The Albéniz Foundation was founded in 1972 by Paloma O'Shea, who is the current president of the foundation. The Honorary President is the Infanta Margarita and the Honorary Vice President was Alicia de Larrocha. Plácido Domingo, Montserrat Caballé, Zubin Mehta, Joaquín Soriano and several members of the Botín family are members of the board of trustees.

==Activities of the Foundation==

===Reina Sofía School of Music===
The Reina Sofía School of Music is a private music conservatory in Madrid.

===Isaac Albéniz Library and Research Centre===
The centre houses the Isaac Albéniz and Federico Mompou archives and the Arthur Rubinstein archive (donated in 1982 by Nela Rubinstein).

▶ _SET OF TASKS_
A – According to the text on the Albéniz Foundation, who donated the Arthur Rubinstein archive, and in what year?
B – Write the next part of the text on the Albéniz Foundation, picking up after its last sentence.
The lines that follow are taken from a separate source.

▶ _RAW DATA_
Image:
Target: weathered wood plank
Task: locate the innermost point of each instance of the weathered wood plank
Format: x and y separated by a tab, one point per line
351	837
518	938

...

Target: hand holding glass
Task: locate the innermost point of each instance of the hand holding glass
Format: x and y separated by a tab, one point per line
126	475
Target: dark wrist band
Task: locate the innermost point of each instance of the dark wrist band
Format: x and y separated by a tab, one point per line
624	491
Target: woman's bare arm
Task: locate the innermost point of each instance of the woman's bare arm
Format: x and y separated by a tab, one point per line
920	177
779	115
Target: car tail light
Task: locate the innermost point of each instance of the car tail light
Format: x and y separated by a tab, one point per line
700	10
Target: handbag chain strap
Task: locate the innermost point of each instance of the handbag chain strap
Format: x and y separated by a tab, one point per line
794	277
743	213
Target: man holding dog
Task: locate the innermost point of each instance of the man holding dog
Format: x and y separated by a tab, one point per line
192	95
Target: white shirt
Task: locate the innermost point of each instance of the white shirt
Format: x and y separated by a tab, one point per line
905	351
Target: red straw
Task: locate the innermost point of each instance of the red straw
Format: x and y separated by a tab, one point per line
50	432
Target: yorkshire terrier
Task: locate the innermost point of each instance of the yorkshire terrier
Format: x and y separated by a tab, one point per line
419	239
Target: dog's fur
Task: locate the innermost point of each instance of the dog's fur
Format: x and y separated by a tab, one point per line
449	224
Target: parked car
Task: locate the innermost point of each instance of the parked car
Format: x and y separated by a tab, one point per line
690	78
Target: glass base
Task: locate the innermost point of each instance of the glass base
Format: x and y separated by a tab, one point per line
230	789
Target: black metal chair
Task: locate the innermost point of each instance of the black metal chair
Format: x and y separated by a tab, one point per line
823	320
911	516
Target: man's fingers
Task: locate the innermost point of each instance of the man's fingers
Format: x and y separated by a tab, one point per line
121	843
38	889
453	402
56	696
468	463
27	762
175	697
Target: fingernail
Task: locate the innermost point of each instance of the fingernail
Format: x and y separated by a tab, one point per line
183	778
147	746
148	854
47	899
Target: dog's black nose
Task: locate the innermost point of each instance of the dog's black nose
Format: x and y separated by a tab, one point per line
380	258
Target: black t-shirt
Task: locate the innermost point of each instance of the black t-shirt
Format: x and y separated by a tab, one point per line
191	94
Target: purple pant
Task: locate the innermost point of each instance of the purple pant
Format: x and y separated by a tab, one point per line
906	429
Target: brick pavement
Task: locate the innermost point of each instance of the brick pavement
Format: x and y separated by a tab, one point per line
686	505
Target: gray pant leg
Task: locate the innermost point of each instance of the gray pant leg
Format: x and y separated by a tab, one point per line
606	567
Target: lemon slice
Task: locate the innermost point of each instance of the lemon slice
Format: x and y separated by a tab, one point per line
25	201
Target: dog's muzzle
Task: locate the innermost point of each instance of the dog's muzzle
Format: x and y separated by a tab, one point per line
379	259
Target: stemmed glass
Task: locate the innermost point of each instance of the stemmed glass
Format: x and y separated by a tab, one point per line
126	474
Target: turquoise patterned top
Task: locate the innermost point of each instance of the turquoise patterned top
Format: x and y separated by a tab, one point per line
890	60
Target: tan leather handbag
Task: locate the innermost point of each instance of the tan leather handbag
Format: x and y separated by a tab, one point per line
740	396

▶ _RESULTS FOR THE EXERCISE_
A – Nela Rubinstein donated it in 1982.

B –
===Paloma O'Shea International Piano Competition===
The Paloma O'Shea International Piano Competition, formerly known as Concurso de Piano de Santander, is a major music competition happening in Santander, Spain, every three years.

===Yehudi Menuhin Prize===
Created in 1990, the Yehudi Menuhin Prize, is an award given by the Reina Sofía School of Music to recognize and reward artists of excellence, who have contributed a great deal to the teaching of music. It has been given to Alfredo Kraus, Piero Farulli, Sir Colin Davis, and Carlo Maria Giulini.